#### [PROBLEM STATEMENT]
Copy the following lines verbatim, with every character left unchanged.

== == ==

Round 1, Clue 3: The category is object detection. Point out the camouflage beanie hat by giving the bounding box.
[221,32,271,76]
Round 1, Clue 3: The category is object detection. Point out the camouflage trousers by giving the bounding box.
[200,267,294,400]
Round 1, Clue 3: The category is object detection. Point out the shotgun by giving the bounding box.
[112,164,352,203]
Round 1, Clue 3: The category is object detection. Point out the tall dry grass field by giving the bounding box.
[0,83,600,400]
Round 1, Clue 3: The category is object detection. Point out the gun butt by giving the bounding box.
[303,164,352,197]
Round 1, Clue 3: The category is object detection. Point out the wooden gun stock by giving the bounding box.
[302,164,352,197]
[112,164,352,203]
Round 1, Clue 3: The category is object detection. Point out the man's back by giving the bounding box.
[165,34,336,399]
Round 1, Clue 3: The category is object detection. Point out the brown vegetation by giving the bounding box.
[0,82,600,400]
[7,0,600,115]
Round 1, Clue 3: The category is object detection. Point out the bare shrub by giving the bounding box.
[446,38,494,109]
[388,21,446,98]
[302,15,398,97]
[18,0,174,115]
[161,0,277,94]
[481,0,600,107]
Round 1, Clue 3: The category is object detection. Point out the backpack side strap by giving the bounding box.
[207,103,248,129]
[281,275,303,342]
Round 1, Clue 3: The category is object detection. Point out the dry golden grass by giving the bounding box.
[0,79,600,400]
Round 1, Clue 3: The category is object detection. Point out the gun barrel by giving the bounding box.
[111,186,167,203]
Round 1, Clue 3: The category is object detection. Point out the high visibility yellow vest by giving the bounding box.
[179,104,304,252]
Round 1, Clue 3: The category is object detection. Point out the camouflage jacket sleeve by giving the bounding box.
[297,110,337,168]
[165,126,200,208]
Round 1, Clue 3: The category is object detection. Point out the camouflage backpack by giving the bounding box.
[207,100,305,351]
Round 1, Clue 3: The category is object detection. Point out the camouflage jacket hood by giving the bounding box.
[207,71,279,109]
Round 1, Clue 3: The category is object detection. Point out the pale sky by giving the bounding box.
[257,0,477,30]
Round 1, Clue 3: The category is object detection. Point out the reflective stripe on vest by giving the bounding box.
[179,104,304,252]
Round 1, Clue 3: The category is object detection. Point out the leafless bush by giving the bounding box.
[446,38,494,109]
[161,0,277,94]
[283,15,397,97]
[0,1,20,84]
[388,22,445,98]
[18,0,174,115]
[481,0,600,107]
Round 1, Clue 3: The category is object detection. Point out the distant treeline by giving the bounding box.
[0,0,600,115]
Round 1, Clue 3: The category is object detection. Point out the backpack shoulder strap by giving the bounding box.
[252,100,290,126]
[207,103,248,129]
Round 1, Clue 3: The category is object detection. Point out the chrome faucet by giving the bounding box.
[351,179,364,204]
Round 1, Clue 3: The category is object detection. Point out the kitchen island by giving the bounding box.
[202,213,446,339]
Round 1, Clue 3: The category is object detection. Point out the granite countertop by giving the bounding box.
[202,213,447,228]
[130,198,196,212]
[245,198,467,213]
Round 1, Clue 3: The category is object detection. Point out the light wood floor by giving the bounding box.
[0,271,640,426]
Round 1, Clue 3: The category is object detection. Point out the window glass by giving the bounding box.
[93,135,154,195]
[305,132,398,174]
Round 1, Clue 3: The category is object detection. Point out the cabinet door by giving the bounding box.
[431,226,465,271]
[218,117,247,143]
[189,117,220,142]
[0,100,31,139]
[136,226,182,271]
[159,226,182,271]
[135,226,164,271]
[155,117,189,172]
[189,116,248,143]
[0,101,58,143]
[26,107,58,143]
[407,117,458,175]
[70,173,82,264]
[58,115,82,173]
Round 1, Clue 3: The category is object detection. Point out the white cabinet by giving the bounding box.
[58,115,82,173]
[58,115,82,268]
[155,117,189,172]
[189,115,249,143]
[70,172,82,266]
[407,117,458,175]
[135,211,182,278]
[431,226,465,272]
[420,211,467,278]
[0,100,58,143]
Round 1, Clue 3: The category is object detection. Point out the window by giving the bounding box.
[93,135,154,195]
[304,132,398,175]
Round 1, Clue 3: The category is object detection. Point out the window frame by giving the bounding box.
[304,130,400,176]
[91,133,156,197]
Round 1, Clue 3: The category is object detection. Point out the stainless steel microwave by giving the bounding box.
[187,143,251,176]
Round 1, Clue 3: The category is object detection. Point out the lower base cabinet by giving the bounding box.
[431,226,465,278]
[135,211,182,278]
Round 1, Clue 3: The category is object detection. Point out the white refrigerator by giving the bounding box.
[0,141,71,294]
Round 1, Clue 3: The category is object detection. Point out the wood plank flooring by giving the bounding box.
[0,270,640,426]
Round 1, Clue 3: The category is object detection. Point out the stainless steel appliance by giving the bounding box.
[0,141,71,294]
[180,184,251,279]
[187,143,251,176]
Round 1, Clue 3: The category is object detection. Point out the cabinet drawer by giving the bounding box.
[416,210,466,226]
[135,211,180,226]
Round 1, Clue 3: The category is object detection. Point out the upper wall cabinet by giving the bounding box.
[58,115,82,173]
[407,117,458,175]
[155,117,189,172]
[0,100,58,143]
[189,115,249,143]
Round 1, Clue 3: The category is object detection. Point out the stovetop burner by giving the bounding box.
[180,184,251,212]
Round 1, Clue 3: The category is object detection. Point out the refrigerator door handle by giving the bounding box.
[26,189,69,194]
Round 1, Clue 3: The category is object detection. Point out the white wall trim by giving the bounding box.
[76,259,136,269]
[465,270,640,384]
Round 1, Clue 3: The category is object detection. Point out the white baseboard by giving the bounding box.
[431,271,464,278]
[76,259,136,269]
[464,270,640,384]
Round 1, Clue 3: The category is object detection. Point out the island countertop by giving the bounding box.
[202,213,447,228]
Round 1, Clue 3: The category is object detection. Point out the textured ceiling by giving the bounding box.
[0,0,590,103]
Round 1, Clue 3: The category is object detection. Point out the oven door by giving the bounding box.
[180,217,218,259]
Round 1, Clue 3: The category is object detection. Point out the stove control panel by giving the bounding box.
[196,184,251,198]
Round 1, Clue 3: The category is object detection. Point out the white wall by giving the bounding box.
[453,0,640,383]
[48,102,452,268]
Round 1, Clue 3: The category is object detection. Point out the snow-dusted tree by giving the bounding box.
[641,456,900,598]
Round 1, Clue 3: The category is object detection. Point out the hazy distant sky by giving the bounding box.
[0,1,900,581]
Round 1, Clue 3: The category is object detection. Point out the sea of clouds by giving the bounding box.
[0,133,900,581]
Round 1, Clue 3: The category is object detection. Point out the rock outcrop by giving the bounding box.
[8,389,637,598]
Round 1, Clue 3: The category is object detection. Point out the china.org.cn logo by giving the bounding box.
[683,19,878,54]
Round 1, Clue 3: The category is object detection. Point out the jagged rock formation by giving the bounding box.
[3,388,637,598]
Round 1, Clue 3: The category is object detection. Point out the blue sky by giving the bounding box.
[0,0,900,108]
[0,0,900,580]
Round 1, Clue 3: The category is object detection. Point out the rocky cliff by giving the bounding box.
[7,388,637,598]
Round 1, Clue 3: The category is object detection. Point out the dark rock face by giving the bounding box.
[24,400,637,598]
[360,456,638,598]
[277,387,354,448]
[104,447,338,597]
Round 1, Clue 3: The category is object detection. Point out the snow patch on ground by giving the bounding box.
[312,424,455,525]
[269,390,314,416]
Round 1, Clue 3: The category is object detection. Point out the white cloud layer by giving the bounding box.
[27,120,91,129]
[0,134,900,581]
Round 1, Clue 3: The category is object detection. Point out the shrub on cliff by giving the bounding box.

== == ==

#### [ANSWER FOR THIS EXERCISE]
Round 1, Clue 3: The category is object detection. Point out the camouflage beanie hat by giving the bounding box.
[221,32,271,76]
Round 1, Clue 3: The category is object detection. Point out the camouflage trousers by giving the bounding box.
[200,267,294,400]
Round 1, Clue 3: The category is object detection. Point out the shotgun by giving the bounding box.
[112,164,352,203]
Round 1, Clue 3: The category is object detection. Point out the tall dry grass field by giving the bounding box.
[0,83,600,400]
Round 1, Clue 3: The category is object detection. Point out the gun butt by giving the bounding box.
[303,164,352,197]
Round 1, Clue 3: The category is object detection. Point out the wooden gun stock by giving the bounding box.
[302,164,352,197]
[112,164,352,203]
Round 1, Clue 3: The category is object detection. Point out the man's back by giving the bounding box.
[165,34,336,399]
Round 1, Clue 3: The category is object detection. Point out the brown vegetation by giving the bounding box.
[0,82,600,400]
[7,0,600,115]
Round 1, Clue 3: The category is object detection. Point out the bare shrub by giving the bounding box.
[446,38,494,109]
[388,21,446,98]
[302,15,398,97]
[18,0,174,115]
[161,0,277,94]
[481,0,600,107]
Round 1, Clue 3: The category is object detection. Point out the backpack side strap by giving the bounding box.
[207,103,248,129]
[281,275,303,342]
Round 1, Clue 3: The category is object detection. Point out the dry golden grass by giving the bounding box.
[0,79,600,400]
Round 1, Clue 3: The category is object detection. Point out the gun barrel by giving the bounding box.
[111,186,167,203]
Round 1, Clue 3: The category is object detection. Point out the high visibility yellow vest by giving the bounding box.
[179,104,304,252]
Round 1, Clue 3: The category is object detection. Point out the camouflage jacket sleeve by giving the bounding box.
[297,110,337,168]
[165,126,200,208]
Round 1, Clue 3: The category is object detection. Point out the camouflage backpack by giving the bounding box.
[207,100,305,351]
Round 1, Clue 3: The category is object detection. Point out the camouflage jacket hood by giving the bounding box.
[207,71,279,109]
Round 1, Clue 3: The category is object detection. Point out the pale sky by giving the bounding box.
[257,0,477,30]
Round 1, Clue 3: The category is object detection. Point out the reflective stripe on vest by giving the bounding box.
[179,104,304,252]
Round 1, Clue 3: The category is object detection. Point out the leafless bush by giving the bounding box.
[446,38,494,109]
[161,0,277,94]
[283,15,397,97]
[0,1,20,84]
[388,22,445,98]
[18,0,174,115]
[481,0,600,107]
Round 1, Clue 3: The category is object detection. Point out the distant treeline by giving the bounding box.
[0,0,600,115]
Round 1, Clue 3: The category is object detection. Point out the backpack shoulder strap by giving the bounding box.
[252,100,290,126]
[207,103,248,129]
Round 1, Clue 3: The category is object detection. Point out the chrome faucet by giving the bounding box.
[351,179,364,204]
Round 1, Clue 3: The category is object detection. Point out the kitchen island by giving the bounding box.
[202,213,446,339]
Round 1, Clue 3: The category is object detection. Point out the granite countertop by giving the bounding box.
[202,213,447,228]
[130,198,196,212]
[245,198,467,213]
Round 1, Clue 3: The category is object detection. Point out the light wood floor by giving the bounding box.
[0,271,640,426]
Round 1, Clue 3: The category is object detection. Point out the window glass by giving the bounding box.
[93,135,154,195]
[305,132,398,174]
Round 1, Clue 3: The category is object detection. Point out the cabinet door by giving the bounding box.
[431,226,465,271]
[218,117,247,143]
[189,117,220,142]
[0,100,31,139]
[136,226,182,271]
[159,226,182,271]
[135,226,164,271]
[155,117,189,172]
[189,116,248,143]
[0,101,58,143]
[26,107,58,143]
[407,117,458,175]
[70,173,82,264]
[58,115,82,173]
Round 1, Clue 3: The category is object detection. Point out the white cabinet by giving the bounding box.
[58,115,82,173]
[58,115,82,268]
[155,117,189,172]
[189,115,249,143]
[70,172,82,266]
[407,117,458,175]
[135,211,182,278]
[431,226,465,272]
[420,211,467,278]
[0,100,58,143]
Round 1, Clue 3: The category is object detection. Point out the window by giving the bounding box.
[93,135,154,195]
[304,132,398,175]
Round 1, Clue 3: The category is object detection. Point out the window frame by giving the bounding box.
[304,130,400,176]
[91,133,156,197]
Round 1, Clue 3: The category is object detection. Point out the stainless steel microwave by giving the bounding box.
[187,143,251,176]
Round 1, Clue 3: The category is object detection. Point out the lower base cabinet by giving the bounding box.
[431,226,465,278]
[135,211,182,278]
Round 1, Clue 3: The category is object detection. Point out the white refrigerator by giving the bounding box.
[0,141,71,294]
Round 1, Clue 3: The category is object detection. Point out the wood plank flooring by giving the bounding box.
[0,270,640,426]
Round 1, Clue 3: The category is object detection. Point out the stainless steel appliance by giving the bounding box.
[0,141,71,294]
[180,184,251,279]
[187,143,251,176]
Round 1, Clue 3: The category is object detection. Point out the cabinet drawer by giving the bounding box.
[416,210,466,226]
[135,211,180,226]
Round 1, Clue 3: The category is object detection. Point out the upper wall cabinet by giving the bounding box.
[58,115,82,173]
[407,117,458,175]
[155,117,189,172]
[0,100,58,143]
[189,115,249,143]
Round 1, Clue 3: The category is object detection. Point out the stovetop burner by giving the bounding box.
[180,184,251,212]
Round 1, Clue 3: The category is object detection. Point out the refrigerator door handle by giving the bounding box.
[26,189,69,194]
Round 1, Clue 3: The category is object detection. Point out the white wall trim by giving the bounding box.
[76,259,136,269]
[465,270,640,384]
Round 1, Clue 3: The category is object detection. Point out the white baseboard by giving the bounding box.
[431,271,464,278]
[76,259,136,269]
[464,270,640,384]
Round 1, Clue 3: The category is object detection. Point out the island countertop by giving the bounding box.
[202,213,447,228]
Round 1, Clue 3: The category is object detection. Point out the textured ceiling by giving the bounding box.
[0,0,590,103]
Round 1, Clue 3: The category is object detection. Point out the oven door by giving the bounding box.
[180,217,218,259]
Round 1, Clue 3: The category is object detection. Point out the stove control panel by giving the bounding box.
[196,184,251,198]
Round 1, Clue 3: The category is object detection. Point out the white wall by giving the bounding box.
[453,0,640,383]
[48,102,452,268]
Round 1, Clue 3: The category is object detection. Point out the snow-dusted tree by giving the bounding box.
[641,456,900,598]
Round 1, Clue 3: The category is object detection. Point out the hazy distant sky by giving the bounding box.
[0,1,900,581]
Round 1, Clue 3: The category is object detection. Point out the sea of clouds by giving the bounding box.
[0,133,900,581]
Round 1, Clue 3: The category is object detection. Point out the rock outcrop by giving the bounding box.
[8,389,637,598]
Round 1, Clue 3: The category is object detection. Point out the china.org.cn logo by giving the bounding box.
[683,19,878,54]
Round 1, Clue 3: The category is object detection. Point out the jagged rock formation by giving the bounding box.
[3,388,637,598]
Round 1, Clue 3: The category is object detection. Point out the blue sky by giving the bounding box.
[0,0,900,108]
[0,0,900,580]
Round 1, Clue 3: The category is object detection. Point out the rocky cliff by giving the bounding box.
[7,388,637,598]
Round 1, Clue 3: The category is object detection. Point out the dark rock face by giving the bounding box.
[24,400,637,598]
[360,456,638,598]
[277,387,354,448]
[104,447,338,597]
Round 1, Clue 3: The category is object detection. Point out the snow patch on ground by giving the bounding box.
[312,424,455,525]
[269,390,314,416]
Round 1, Clue 3: The category is object detection. Point out the white cloud layer by giving the bounding box.
[27,120,91,129]
[0,134,900,581]
Round 1, Clue 3: The category is object detection. Point out the shrub on cliff by giving the bounding box.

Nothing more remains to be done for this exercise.